It is no secret that JNJ will try to profit from the aging U.S. population. According to the Center for Disease Control and Prevention, the average life expectancy in the U.S. is 78.8 years, which is at an all-time high. This is due to numerous factors, such as healthier lifestyle choices and the development of superior pharmaceuticals. JNJ can capitalize on this opportunity by targeting older citizens with products and services that it health needs to survive and thrive. The company is focused on growth and innovation in this demographic as stated by its CEO Alex Gorsky:
In a world challenged by a growing number of diseases, aging populations, insufficient health care delivery and rising costs, stakeholders everywhere see the need to provide better outcomes and solutions for individuals, families, communities, countries and all stakeholders. This is a call to action for all of us at Johnson & Johnson to take a leadership role in addressing these issues in an increasingly complex, connected, and demanding world.
Behind the Numbers
Now, let's shift our focus to the numbers…
As stated earlier, JNJ is an extremely diverse company which gives it tremendous stability. The stock boasts a beta rating of 0.58, meaning it is 42% less volatile than the S&P 500 as a whole. While JNJ may not grow as quickly when the market is hot, it shouldn't crash when the market struggles, either. Also, the stock price standard deviation of Johnson & Johnson is 16.2%, which is the lowest of any large cap stock over the last decade. The next two lowest are utilities: Southern Company (NYSE:SO) and Consolidated Edison (NYSE:ED). This means JNJ is less volatile than even the least volatile utilities!
That's not all, JNJ is one of the so-called "dividend aristocrats" - meaning it has paid a dividend to stockholders every year for 25 years. As a matter of fact, the company has actually paid out 53 straight years of dividends. (Figure 4 shows growth of the dividend since 1997.)
The best part? There is still opportunity for growth.
Free Cash Flow (FCF) is trending up. Over the last three years JNJ reported FCF of:
- $13.82B in 2013
- $14.76B in 2014
- $15.82B in 2015
Over the next five years, analysts are expecting JNJ to grow earnings at an average annual rate of 5.73%. This year, analysts are forecasting earnings increase of 6.37% over last year. Analysts expect earnings growth next year of 6.04% over this year's forecasted earnings.

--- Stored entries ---

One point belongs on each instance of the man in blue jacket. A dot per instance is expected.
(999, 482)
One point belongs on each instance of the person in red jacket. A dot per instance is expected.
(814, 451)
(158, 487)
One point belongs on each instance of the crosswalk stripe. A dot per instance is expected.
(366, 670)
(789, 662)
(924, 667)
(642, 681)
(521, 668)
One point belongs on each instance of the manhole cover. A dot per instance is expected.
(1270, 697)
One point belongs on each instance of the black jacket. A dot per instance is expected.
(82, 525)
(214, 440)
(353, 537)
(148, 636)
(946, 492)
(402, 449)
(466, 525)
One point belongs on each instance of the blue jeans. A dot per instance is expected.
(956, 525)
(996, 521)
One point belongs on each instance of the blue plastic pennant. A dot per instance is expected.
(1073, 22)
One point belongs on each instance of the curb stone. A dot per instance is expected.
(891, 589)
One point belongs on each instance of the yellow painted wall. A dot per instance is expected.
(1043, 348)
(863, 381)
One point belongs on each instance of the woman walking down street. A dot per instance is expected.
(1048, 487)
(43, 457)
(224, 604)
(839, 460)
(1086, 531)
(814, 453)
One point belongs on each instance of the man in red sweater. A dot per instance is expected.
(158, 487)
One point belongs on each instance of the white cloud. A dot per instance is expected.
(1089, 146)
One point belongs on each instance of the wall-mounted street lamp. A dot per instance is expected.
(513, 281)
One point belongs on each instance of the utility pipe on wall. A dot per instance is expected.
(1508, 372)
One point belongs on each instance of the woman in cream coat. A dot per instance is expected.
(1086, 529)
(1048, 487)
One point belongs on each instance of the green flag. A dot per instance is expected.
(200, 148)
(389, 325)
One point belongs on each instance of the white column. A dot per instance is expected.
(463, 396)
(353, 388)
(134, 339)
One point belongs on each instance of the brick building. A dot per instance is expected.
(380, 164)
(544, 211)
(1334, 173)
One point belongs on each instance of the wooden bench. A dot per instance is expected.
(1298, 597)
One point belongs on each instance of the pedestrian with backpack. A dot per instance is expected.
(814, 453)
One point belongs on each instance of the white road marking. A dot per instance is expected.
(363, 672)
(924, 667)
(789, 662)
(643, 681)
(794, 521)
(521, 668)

--- BRIEF 1 ---
In the Johnson & Johnson stock text, reproduce the passage from "Free Cash Flow" to "year's forecasted earnings.", substituting "rising" for "trending up".
--- BRIEF 2 ---
Using the Johnson & Johnson stock text, explain why average U.S. life expectancy has reached an all-time high.

--- SOLUTION 1 ---
Free Cash Flow (FCF) is rising. Over the last three years JNJ reported FCF of:
- $13.82B in 2013
- $14.76B in 2014
- $15.82B in 2015
Over the next five years, analysts are expecting JNJ to grow earnings at an average annual rate of 5.73%. This year, analysts are forecasting earnings increase of 6.37% over last year. Analysts expect earnings growth next year of 6.04% over this year's forecasted earnings.

--- SOLUTION 2 ---
Average U.S. life expectancy, at 78.8 years, is at an all-time high because of numerous factors. These include healthier lifestyle choices and the development of superior pharmaceuticals.